The baseball season had begun and the Giants were playing in Manhattan at the Polo Ground, the Brooklyn Dodgers in Flatbush at Ebbets Field and the Yankees in the Bronx at Yankee Stadium. The racing season was underway at Jamaica Racetrack in Queens and Audax Minor kept readers abreast of the action in his regular feature “The Race Track.” In this issue he reported that “enough young hopefuls went wrong at Jamaica last week to fill a horse car back to Kentucky.” He also wrote that "as a man who has been jostled, elbowed, and stepped on by the crowd at Jamaica, I'm inclined to sympathize with a peripatetic horseplayer who calls the place Footsore Downs." He remembered “the old days of betting rings and bookmakers, when the handicappers often remarked after a race, ‘I had a savior on that one,’" meaning they had hedged their bets by also placing money on the favorite. If sports were not your thing, 45 tickets were available daily to the public for the meetings of the UN Security Council at the Bronx campus of Hunter College. The proceedings also were broadcast on WNYC.

## Extracted data
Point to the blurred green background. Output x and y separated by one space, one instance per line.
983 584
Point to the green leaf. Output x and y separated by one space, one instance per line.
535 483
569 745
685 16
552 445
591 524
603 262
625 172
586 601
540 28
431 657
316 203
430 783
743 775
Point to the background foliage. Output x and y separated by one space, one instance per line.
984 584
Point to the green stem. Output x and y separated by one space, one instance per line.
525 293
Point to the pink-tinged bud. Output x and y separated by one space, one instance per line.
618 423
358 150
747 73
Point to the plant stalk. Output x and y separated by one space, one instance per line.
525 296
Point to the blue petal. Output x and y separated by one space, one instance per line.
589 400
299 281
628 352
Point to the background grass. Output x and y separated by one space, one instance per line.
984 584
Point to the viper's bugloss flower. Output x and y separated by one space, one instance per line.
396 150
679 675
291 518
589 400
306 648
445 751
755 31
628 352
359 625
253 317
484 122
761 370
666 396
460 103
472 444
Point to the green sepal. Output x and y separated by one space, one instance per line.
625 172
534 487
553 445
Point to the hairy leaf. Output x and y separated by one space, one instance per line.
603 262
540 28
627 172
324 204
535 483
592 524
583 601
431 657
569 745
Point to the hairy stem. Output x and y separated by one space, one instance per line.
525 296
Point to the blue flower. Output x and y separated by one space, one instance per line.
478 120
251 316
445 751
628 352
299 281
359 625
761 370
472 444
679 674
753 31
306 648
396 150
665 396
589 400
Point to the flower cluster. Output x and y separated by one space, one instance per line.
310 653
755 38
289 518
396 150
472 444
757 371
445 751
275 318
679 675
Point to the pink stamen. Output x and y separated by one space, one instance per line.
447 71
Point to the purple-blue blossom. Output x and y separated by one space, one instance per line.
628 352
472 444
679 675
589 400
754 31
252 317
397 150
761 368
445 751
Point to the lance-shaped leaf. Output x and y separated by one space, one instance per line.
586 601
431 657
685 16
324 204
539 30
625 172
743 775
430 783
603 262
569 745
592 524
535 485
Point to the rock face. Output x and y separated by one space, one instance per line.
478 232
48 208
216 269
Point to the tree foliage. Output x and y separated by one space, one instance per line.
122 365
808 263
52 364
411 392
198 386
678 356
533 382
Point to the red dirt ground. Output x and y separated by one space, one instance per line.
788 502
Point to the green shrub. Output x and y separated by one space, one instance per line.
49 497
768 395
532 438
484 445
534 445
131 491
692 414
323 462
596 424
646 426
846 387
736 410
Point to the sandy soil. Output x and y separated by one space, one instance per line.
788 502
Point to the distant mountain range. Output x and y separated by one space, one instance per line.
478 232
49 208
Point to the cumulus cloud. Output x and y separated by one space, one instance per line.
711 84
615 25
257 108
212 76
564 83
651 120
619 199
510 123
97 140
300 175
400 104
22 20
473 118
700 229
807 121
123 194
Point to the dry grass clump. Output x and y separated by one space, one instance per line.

## Set task 1
In the passage on New York's spring season, how many tickets to the UN Security Council meetings were available to the public each day?
## Set task 2
Please resume the passage on New York's spring season, continuing on from its final sentence.

## Answer 1
45 tickets were available daily.

## Answer 2
Among the other radio highlights that week, according to The New Yorker, were Cardinal Spellman’s Easter address on WOR, the Saturday night broadcast of the Boston Symphony on WJZ and earlier that evening the Philadelphia Orchestra on WABC. On Sunday, classical music fans could listen to the CBS Symphony at 3 PM on WABC, the NBC Symphony on WEAF at 5 PM and the Ford Sunday Evening Hour at 8 PM on WJZ. Robert Casadesus on piano was the featured performer Monday at 9PM on WEAF. “Goings on About Town” also recommended the news commentary on WJZ of Elmer Davis, noted for his condemnation of the excesses of both Soviet aggression and the House Un-American Activities Committee, and Raymond Swing and, on Sundays, former mayor Fiorello LaGuardia.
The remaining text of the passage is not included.